> [Passage to read]:
-=-=-
It tracks the 30 Dow Jones stocks, as priced in gold. And it tells us the best time to buy gold… and the best time to buy stocks.
You buy stocks when they are cheap relative to gold. That is, when the Dow-to-Gold ratio is below 5 (when it takes five ounces of gold or less to buy the entire Dow).
You sell stocks when they become expensive – when the Dow-to-Gold ratio rises above 15 (when it takes 15 ounces of gold or more to buy the entire Dow). So you sit in gold until stocks become cheap again (in gold terms).
Over the last 120 years, whenever the system “reset,” the ratio went below 5. Stocks were cheap, relative to gold.
On the flip side, when things were ripping – as they were in the late 1990s, for example – the ratio got as high as 41. Stocks were expensive, relative to gold.
And the thing about this barometer is that once it begins a trend, it tends to stay in that trend for many years.
-=-=-
> [Raw data]:
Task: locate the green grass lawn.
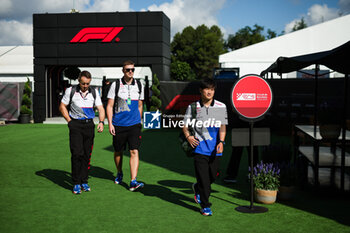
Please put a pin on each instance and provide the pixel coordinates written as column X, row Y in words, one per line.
column 35, row 191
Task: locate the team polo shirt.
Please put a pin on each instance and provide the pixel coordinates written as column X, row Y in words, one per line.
column 126, row 114
column 81, row 107
column 207, row 133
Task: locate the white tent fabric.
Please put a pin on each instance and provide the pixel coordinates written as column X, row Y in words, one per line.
column 16, row 64
column 258, row 57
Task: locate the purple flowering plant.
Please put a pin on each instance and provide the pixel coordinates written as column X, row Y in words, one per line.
column 266, row 176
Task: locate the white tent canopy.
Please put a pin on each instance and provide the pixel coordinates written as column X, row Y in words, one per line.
column 16, row 64
column 317, row 38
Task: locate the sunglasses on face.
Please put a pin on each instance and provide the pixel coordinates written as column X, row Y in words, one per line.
column 128, row 70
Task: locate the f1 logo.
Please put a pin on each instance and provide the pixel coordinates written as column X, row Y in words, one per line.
column 106, row 34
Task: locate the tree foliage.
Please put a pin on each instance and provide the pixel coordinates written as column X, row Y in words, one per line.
column 247, row 36
column 199, row 48
column 299, row 25
column 181, row 71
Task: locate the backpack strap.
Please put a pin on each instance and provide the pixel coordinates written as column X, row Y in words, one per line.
column 117, row 86
column 93, row 92
column 77, row 89
column 194, row 110
column 139, row 86
column 72, row 92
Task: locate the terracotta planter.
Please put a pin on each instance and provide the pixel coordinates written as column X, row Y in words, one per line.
column 265, row 196
column 24, row 118
column 286, row 193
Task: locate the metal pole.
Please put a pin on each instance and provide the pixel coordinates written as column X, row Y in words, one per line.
column 251, row 163
column 342, row 168
column 315, row 98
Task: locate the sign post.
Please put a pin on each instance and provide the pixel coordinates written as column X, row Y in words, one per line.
column 251, row 98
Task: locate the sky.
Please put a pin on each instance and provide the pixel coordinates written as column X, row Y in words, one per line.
column 229, row 15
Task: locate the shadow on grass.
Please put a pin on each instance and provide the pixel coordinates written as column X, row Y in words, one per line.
column 64, row 179
column 168, row 195
column 61, row 178
column 161, row 148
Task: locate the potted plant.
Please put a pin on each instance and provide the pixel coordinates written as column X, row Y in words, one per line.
column 25, row 111
column 288, row 177
column 266, row 182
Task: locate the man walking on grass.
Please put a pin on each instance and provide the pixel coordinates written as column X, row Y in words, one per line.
column 124, row 113
column 81, row 98
column 208, row 141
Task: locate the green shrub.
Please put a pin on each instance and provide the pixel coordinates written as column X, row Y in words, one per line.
column 26, row 100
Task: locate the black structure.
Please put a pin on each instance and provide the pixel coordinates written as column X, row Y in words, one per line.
column 338, row 60
column 104, row 40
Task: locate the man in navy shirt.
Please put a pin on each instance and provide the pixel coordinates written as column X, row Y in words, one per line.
column 81, row 127
column 124, row 111
column 209, row 126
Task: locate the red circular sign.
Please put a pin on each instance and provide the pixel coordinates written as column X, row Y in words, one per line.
column 251, row 96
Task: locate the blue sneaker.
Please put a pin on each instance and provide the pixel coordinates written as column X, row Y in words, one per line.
column 197, row 197
column 134, row 185
column 77, row 189
column 119, row 178
column 86, row 187
column 206, row 211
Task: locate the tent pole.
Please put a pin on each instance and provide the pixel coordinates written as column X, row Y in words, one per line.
column 316, row 98
column 342, row 168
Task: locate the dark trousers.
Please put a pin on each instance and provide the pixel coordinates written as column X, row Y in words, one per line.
column 233, row 165
column 81, row 139
column 206, row 168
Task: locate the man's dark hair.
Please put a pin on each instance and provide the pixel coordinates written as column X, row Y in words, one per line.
column 84, row 73
column 128, row 62
column 207, row 83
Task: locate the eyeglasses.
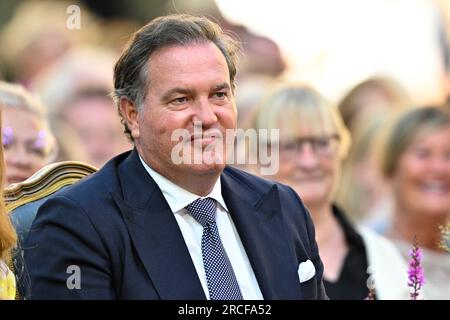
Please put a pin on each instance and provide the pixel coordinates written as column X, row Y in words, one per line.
column 325, row 146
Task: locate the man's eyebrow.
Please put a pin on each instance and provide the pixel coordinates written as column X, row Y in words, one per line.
column 175, row 90
column 221, row 86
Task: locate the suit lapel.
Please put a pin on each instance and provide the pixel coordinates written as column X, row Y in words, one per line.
column 155, row 233
column 258, row 219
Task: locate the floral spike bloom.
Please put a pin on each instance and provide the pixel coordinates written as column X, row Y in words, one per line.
column 416, row 277
column 445, row 244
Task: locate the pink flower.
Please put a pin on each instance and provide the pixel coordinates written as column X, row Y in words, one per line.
column 416, row 278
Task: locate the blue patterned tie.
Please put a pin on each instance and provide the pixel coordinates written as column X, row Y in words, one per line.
column 220, row 277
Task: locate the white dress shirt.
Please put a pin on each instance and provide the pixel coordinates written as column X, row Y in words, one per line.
column 178, row 198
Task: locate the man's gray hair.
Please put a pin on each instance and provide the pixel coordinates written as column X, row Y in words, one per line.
column 131, row 78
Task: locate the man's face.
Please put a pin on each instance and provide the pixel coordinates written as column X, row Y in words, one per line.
column 188, row 84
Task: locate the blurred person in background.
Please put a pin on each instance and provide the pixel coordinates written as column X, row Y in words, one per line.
column 76, row 89
column 364, row 110
column 313, row 144
column 27, row 140
column 8, row 240
column 416, row 160
column 37, row 35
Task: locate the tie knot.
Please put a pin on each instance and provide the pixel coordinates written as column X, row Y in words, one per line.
column 203, row 210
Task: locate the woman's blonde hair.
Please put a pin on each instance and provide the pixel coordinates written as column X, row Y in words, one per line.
column 8, row 235
column 405, row 129
column 293, row 106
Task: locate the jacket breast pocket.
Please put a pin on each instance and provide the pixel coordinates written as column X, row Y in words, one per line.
column 308, row 289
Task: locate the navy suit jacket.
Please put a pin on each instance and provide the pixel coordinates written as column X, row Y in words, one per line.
column 117, row 228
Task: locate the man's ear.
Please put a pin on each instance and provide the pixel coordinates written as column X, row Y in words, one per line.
column 130, row 115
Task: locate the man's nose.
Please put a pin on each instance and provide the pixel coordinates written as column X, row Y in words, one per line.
column 205, row 113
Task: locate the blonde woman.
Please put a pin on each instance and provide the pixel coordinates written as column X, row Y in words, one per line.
column 7, row 241
column 416, row 162
column 27, row 140
column 313, row 143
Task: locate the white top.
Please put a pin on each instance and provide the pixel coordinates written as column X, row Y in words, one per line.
column 178, row 198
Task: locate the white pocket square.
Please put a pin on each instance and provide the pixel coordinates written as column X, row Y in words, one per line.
column 306, row 271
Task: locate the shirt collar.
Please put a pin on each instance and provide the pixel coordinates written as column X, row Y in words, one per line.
column 177, row 197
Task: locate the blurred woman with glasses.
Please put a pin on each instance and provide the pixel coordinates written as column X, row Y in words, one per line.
column 313, row 143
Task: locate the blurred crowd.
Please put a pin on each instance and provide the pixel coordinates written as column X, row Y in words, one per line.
column 372, row 167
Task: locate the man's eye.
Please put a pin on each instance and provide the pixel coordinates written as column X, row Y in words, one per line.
column 180, row 100
column 220, row 95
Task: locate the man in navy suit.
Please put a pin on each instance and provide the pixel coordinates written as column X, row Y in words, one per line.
column 139, row 228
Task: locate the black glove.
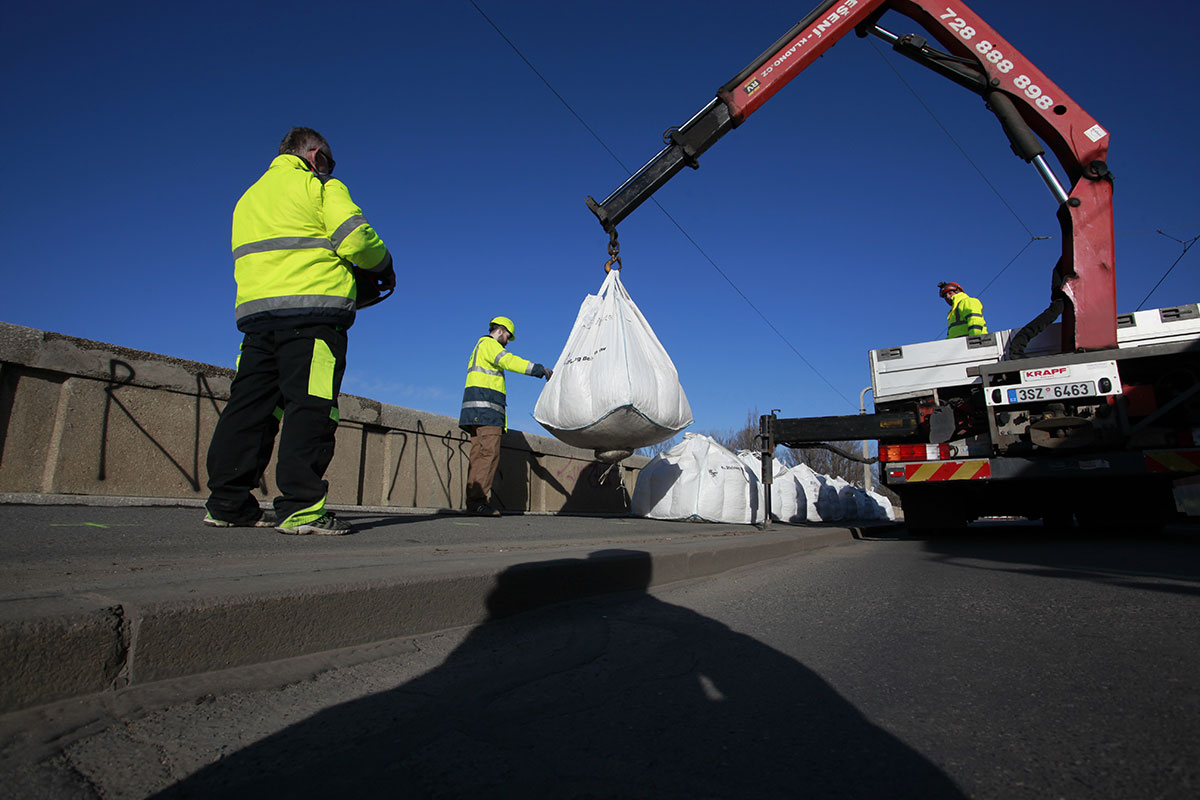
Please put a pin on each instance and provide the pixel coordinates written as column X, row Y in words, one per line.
column 372, row 286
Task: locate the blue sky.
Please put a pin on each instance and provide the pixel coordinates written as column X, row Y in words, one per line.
column 132, row 128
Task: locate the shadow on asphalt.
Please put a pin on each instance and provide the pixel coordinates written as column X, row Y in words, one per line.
column 1159, row 560
column 618, row 697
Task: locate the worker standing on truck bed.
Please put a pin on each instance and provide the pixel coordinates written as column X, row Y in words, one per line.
column 966, row 312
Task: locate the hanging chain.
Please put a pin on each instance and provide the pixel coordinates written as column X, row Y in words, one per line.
column 613, row 253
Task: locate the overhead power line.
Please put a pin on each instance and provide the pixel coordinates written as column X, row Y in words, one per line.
column 1187, row 246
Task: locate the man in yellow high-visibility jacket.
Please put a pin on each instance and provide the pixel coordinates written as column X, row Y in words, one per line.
column 965, row 317
column 484, row 408
column 298, row 241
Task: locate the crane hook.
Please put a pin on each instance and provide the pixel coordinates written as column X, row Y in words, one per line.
column 613, row 253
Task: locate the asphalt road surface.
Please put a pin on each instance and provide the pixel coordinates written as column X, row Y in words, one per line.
column 1001, row 662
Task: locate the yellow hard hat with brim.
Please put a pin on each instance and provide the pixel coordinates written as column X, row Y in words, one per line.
column 508, row 325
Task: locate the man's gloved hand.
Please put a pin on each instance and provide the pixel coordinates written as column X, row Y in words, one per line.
column 373, row 287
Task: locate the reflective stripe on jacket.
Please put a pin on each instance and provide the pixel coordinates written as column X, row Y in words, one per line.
column 965, row 317
column 294, row 240
column 484, row 398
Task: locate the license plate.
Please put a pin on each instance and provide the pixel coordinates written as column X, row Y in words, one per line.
column 1054, row 391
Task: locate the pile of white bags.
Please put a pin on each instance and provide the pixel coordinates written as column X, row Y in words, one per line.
column 699, row 479
column 615, row 388
column 789, row 500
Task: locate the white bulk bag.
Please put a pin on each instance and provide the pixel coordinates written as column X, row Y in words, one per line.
column 811, row 485
column 828, row 503
column 789, row 501
column 615, row 388
column 883, row 509
column 697, row 479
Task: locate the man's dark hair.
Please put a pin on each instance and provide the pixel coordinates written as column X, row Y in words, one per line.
column 300, row 140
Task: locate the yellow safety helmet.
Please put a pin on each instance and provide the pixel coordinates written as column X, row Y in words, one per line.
column 507, row 324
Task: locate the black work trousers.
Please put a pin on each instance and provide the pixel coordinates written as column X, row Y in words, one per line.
column 298, row 371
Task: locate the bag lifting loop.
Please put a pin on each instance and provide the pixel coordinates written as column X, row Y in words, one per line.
column 613, row 253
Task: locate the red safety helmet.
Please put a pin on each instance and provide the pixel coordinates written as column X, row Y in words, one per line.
column 947, row 287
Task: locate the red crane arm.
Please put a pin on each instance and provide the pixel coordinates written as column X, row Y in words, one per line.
column 977, row 58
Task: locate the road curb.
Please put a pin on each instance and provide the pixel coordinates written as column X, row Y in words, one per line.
column 58, row 648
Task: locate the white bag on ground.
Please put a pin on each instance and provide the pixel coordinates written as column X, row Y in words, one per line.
column 789, row 501
column 697, row 479
column 811, row 485
column 615, row 388
column 883, row 509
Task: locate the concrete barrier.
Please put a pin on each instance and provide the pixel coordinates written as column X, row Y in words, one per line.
column 85, row 417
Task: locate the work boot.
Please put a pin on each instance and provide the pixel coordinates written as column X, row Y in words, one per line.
column 327, row 525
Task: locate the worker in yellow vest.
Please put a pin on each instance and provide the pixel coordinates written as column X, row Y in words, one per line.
column 965, row 317
column 484, row 408
column 299, row 242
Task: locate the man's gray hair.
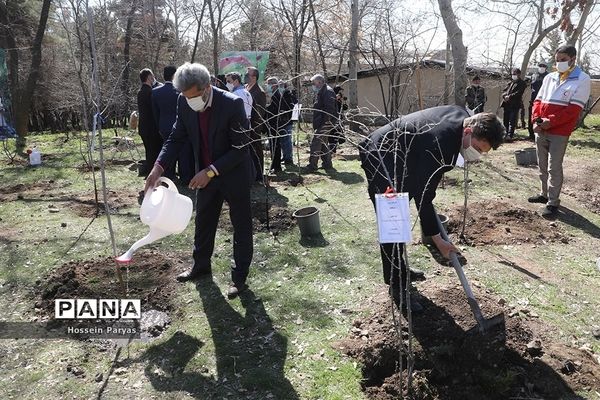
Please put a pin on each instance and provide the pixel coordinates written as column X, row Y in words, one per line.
column 190, row 75
column 317, row 77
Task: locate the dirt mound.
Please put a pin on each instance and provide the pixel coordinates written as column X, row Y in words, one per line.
column 86, row 207
column 19, row 191
column 150, row 277
column 279, row 218
column 518, row 360
column 498, row 222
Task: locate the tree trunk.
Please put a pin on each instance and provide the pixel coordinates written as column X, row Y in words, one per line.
column 126, row 56
column 459, row 51
column 22, row 104
column 352, row 65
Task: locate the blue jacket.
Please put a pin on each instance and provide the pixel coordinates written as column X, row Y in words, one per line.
column 164, row 107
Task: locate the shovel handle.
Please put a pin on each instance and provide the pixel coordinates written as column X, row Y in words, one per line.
column 475, row 309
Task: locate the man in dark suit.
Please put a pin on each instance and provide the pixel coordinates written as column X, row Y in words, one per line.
column 215, row 122
column 324, row 121
column 164, row 106
column 512, row 101
column 257, row 120
column 147, row 126
column 411, row 154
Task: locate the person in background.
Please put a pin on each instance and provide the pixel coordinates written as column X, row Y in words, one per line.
column 475, row 95
column 215, row 122
column 555, row 113
column 512, row 98
column 164, row 107
column 258, row 124
column 414, row 151
column 324, row 119
column 234, row 85
column 147, row 127
column 279, row 115
column 287, row 147
column 536, row 84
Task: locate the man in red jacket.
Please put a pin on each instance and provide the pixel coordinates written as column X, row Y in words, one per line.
column 556, row 110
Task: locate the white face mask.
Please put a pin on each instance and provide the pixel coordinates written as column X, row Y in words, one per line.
column 196, row 103
column 562, row 66
column 470, row 154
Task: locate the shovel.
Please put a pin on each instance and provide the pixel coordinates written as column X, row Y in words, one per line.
column 485, row 324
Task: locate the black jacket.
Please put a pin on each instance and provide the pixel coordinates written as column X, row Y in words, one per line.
column 536, row 84
column 514, row 90
column 324, row 109
column 228, row 137
column 279, row 112
column 414, row 151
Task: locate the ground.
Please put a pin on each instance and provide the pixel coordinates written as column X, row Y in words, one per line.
column 316, row 322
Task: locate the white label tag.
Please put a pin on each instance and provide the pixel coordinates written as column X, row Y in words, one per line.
column 393, row 218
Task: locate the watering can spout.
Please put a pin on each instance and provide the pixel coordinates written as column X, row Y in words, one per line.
column 152, row 236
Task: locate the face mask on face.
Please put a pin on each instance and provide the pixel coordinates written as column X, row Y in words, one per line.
column 196, row 103
column 562, row 66
column 470, row 154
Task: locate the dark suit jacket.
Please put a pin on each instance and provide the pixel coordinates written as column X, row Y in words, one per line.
column 421, row 146
column 324, row 109
column 147, row 126
column 164, row 107
column 514, row 90
column 228, row 136
column 259, row 109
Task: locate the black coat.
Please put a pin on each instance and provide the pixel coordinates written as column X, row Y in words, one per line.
column 514, row 90
column 228, row 137
column 147, row 125
column 279, row 112
column 414, row 151
column 324, row 109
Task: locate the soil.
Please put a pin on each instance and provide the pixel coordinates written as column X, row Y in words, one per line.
column 85, row 207
column 19, row 191
column 279, row 218
column 454, row 361
column 498, row 222
column 150, row 277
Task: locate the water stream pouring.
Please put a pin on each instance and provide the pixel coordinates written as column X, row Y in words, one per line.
column 165, row 211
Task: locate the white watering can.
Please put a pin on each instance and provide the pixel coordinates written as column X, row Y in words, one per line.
column 165, row 211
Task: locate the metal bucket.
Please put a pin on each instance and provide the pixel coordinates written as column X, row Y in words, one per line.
column 527, row 156
column 444, row 219
column 307, row 219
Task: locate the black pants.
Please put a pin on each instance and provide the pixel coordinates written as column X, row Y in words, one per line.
column 530, row 122
column 275, row 148
column 152, row 145
column 209, row 202
column 392, row 260
column 511, row 115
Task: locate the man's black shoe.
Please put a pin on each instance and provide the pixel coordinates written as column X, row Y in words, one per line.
column 538, row 199
column 192, row 275
column 417, row 275
column 549, row 211
column 235, row 289
column 415, row 306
-=-=-
> [Required work]: Copy the passage on the Dow-to-Gold ratio word for word, from "You sell stocks" up to and including "(in gold terms).".

> [Solution for this exercise]:
You sell stocks when they become expensive – when the Dow-to-Gold ratio rises above 15 (when it takes 15 ounces of gold or more to buy the entire Dow). So you sit in gold until stocks become cheap again (in gold terms).